It seems less in the character of a river-goddess that Arədvī Sūrā is also held to bestow upon her worshipers possessions such as chariots, arms, and household goods (5.130), as well as victory in battle and the destruction of foes (5.34ff.). Some of the verses which indicate these aspects of her power correspond closely with others addressed to Aši, yazatā of Fortune; and there seems to have been some blurring of identity between these two beautiful, chariot-driving goddesses. Linguistically Arədvī Sūrā’s hymn appears older than Aši’s Yt. 17), which is short and badly preserved; and so it has been assumed that, where there are verses in common, it was Aši who was the borrower. In a fluid, oral literature, however, such criteria cannot be relied on. Once Arədvī Sūrā gained greater popularity, her hymn would have been more often recited and so would be better preserved; there would be a tendency, moreover, for priests to seek to extend it in her honor. “Great-gifted Aši” is a Gathic figure, worshiped of old; and it seems probable that, as she suffered gradual eclipse by Arədvī Sūrā, verses once addressed to her were transferred to her rival, so that gifts properly sought from the goddess of Fortune came to be asked of the river-goddess.

Arədvī Sūrā’s striking growth in popularity seems to have begun in Achaemenid times, through her identification with the Western Iranian divinity *Anāhiti, known from Greek sources as Anaitis (see below). The Achaemenids’ devotion to this goddess evidently survived their conversion to Zoroastrianism, and they appear to have used royal influence to have her adopted into the Zoroastrian pantheon. The problem of how to offer veneration to a divinity unknown to the Avesta was solved by assimilating *Anāhiti to *Harahvaitī Arədvī Sūrā Anāhitā, whose third epithet was very close to the western divinity’s proper name, and indeed may already in late Old Persian have become identical with it, through the dropping of the final vowel in ordinary speech.

*STORED ROWS*
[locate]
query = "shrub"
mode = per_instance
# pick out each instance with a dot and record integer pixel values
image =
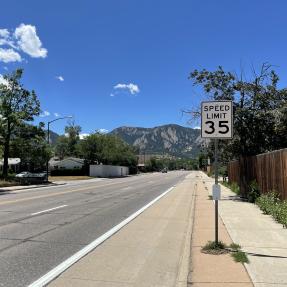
(253, 191)
(270, 204)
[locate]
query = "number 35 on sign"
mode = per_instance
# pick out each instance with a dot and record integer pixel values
(217, 120)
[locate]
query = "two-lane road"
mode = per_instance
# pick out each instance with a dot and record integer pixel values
(40, 228)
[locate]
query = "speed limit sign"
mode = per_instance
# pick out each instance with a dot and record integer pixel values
(217, 120)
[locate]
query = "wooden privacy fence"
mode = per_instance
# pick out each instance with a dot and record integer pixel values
(268, 169)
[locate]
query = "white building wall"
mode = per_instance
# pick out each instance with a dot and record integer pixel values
(108, 170)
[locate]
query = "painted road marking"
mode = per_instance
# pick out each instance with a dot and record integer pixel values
(58, 193)
(51, 275)
(47, 210)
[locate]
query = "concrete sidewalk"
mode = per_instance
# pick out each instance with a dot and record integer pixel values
(264, 240)
(212, 270)
(152, 250)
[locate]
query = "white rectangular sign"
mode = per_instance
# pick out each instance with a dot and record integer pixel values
(216, 192)
(217, 120)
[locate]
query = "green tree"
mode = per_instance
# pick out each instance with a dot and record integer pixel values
(67, 145)
(29, 143)
(259, 109)
(17, 105)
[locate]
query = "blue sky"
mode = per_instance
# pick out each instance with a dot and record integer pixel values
(126, 62)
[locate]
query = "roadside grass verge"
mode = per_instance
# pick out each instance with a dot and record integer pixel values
(72, 177)
(8, 183)
(271, 204)
(234, 187)
(234, 249)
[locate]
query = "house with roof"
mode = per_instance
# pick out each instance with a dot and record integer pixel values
(66, 163)
(13, 164)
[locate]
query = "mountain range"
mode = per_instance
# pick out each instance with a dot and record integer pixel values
(167, 139)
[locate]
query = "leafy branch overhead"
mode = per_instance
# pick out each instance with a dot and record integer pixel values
(260, 108)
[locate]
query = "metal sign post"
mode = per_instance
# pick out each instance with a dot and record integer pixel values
(216, 184)
(216, 123)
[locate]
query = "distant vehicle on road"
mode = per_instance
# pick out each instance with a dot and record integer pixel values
(23, 174)
(30, 174)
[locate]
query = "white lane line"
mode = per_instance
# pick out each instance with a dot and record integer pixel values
(126, 188)
(47, 210)
(51, 275)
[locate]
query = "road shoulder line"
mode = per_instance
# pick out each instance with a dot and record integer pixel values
(55, 272)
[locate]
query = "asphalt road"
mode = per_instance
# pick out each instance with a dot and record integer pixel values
(40, 228)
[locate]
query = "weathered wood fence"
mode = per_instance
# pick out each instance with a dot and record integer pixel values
(268, 169)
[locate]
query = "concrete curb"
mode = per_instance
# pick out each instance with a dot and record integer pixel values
(190, 269)
(14, 188)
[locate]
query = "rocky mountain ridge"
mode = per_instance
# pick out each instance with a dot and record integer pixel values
(167, 139)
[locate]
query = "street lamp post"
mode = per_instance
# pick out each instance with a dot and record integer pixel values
(48, 140)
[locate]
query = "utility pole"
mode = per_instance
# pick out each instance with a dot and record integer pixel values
(48, 141)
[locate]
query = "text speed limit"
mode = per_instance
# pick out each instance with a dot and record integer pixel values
(217, 119)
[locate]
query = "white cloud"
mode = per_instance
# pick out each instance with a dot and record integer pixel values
(29, 42)
(45, 114)
(132, 88)
(102, 131)
(4, 33)
(84, 135)
(60, 78)
(3, 81)
(9, 55)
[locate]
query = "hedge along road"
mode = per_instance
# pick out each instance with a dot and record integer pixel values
(41, 228)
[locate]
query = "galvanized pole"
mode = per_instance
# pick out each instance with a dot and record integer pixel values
(216, 182)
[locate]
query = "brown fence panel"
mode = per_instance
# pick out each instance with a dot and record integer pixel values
(269, 170)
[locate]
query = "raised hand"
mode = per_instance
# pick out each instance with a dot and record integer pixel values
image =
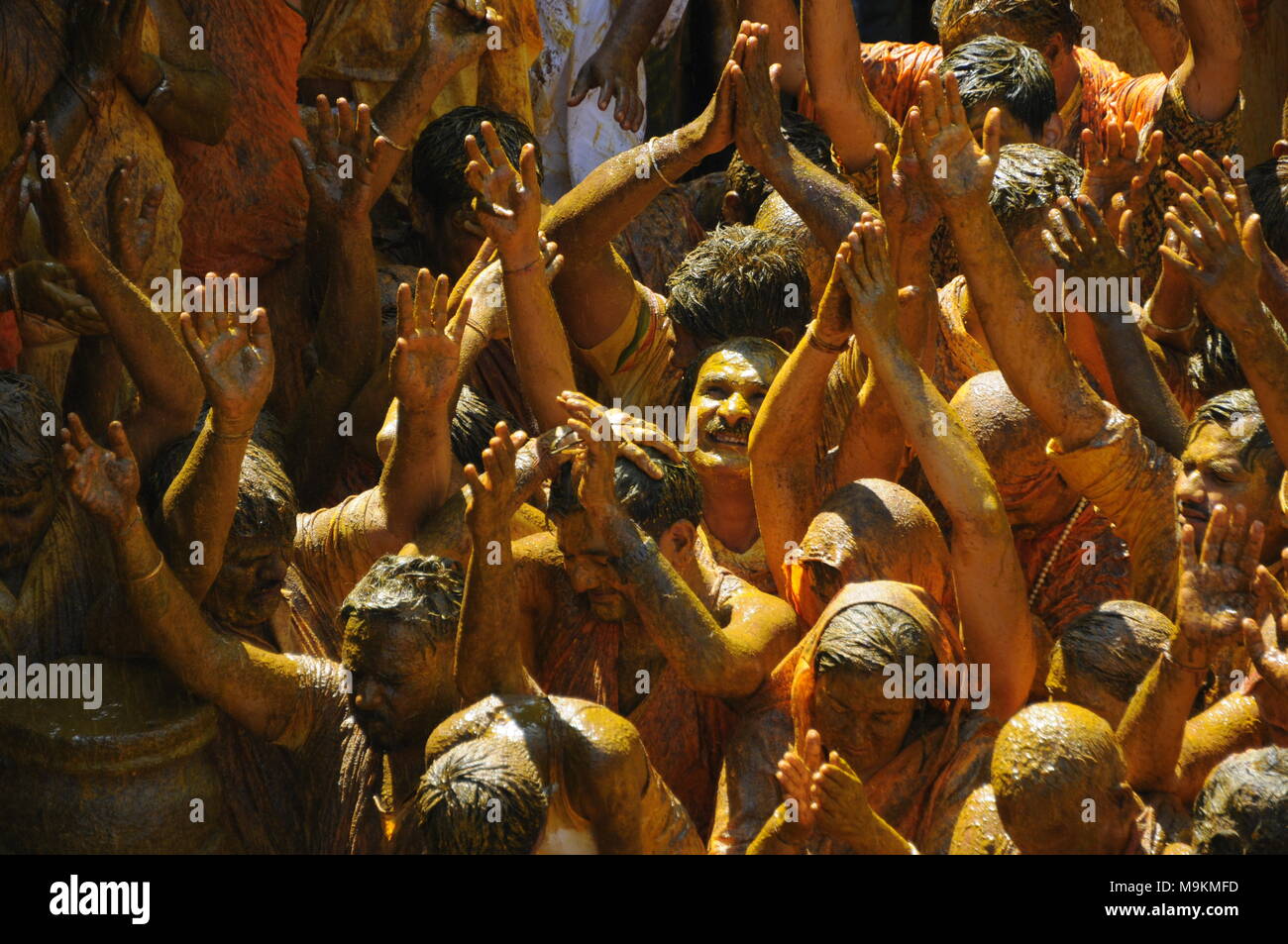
(1266, 636)
(870, 281)
(488, 505)
(1216, 588)
(1081, 243)
(14, 198)
(795, 777)
(59, 217)
(53, 310)
(104, 480)
(903, 192)
(631, 432)
(424, 362)
(758, 114)
(940, 136)
(613, 69)
(235, 362)
(509, 204)
(338, 168)
(1225, 261)
(456, 30)
(1124, 165)
(132, 222)
(838, 800)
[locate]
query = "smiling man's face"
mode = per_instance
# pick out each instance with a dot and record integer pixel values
(726, 397)
(1215, 472)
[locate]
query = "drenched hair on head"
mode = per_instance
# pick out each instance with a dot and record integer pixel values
(751, 348)
(438, 159)
(1115, 646)
(424, 592)
(1029, 179)
(805, 137)
(266, 496)
(475, 425)
(1267, 183)
(868, 636)
(652, 504)
(1239, 413)
(482, 797)
(1037, 21)
(737, 282)
(27, 458)
(997, 71)
(1243, 805)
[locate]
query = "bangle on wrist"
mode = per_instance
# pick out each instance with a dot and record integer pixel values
(522, 268)
(394, 145)
(1183, 329)
(818, 344)
(652, 159)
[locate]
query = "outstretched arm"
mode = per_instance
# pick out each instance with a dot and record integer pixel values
(1224, 268)
(595, 288)
(493, 627)
(842, 104)
(1025, 344)
(167, 384)
(991, 588)
(257, 687)
(726, 662)
(1215, 594)
(236, 366)
(1082, 244)
(1210, 75)
(510, 214)
(827, 205)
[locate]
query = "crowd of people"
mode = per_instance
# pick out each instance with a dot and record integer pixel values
(655, 426)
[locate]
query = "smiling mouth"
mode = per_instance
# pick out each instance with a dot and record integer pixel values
(729, 438)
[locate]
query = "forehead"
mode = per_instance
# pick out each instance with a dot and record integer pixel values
(738, 367)
(1210, 442)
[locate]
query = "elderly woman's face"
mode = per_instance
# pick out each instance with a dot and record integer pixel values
(855, 719)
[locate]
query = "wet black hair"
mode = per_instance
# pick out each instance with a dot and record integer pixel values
(475, 425)
(750, 347)
(751, 184)
(266, 496)
(1029, 179)
(27, 456)
(419, 591)
(870, 636)
(1243, 805)
(438, 159)
(739, 281)
(1253, 436)
(997, 71)
(652, 504)
(482, 797)
(1119, 643)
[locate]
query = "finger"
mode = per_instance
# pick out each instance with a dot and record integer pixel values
(1214, 539)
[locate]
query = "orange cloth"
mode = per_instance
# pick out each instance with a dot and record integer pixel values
(245, 204)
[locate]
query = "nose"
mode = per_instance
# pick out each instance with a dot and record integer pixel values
(734, 408)
(366, 694)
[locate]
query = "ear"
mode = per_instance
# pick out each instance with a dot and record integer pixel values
(786, 338)
(730, 209)
(677, 541)
(1052, 130)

*WHAT YOU WILL DO*
[1] According to the passage on Arədvī Sūrā, in what period did her striking growth in popularity seem to begin?
[2] Please retype the stretch of the passage on Arədvī Sūrā from "Arədvī Sūrā’s striking" through "in ordinary speech.", keeping every character unchanged.
The rows have nothing to do with the passage on Arədvī Sūrā.

*OUTPUTS*
[1] Achaemenid times.

[2]
Arədvī Sūrā’s striking growth in popularity seems to have begun in Achaemenid times, through her identification with the Western Iranian divinity *Anāhiti, known from Greek sources as Anaitis (see below). The Achaemenids’ devotion to this goddess evidently survived their conversion to Zoroastrianism, and they appear to have used royal influence to have her adopted into the Zoroastrian pantheon. The problem of how to offer veneration to a divinity unknown to the Avesta was solved by assimilating *Anāhiti to *Harahvaitī Arədvī Sūrā Anāhitā, whose third epithet was very close to the western divinity’s proper name, and indeed may already in late Old Persian have become identical with it, through the dropping of the final vowel in ordinary speech.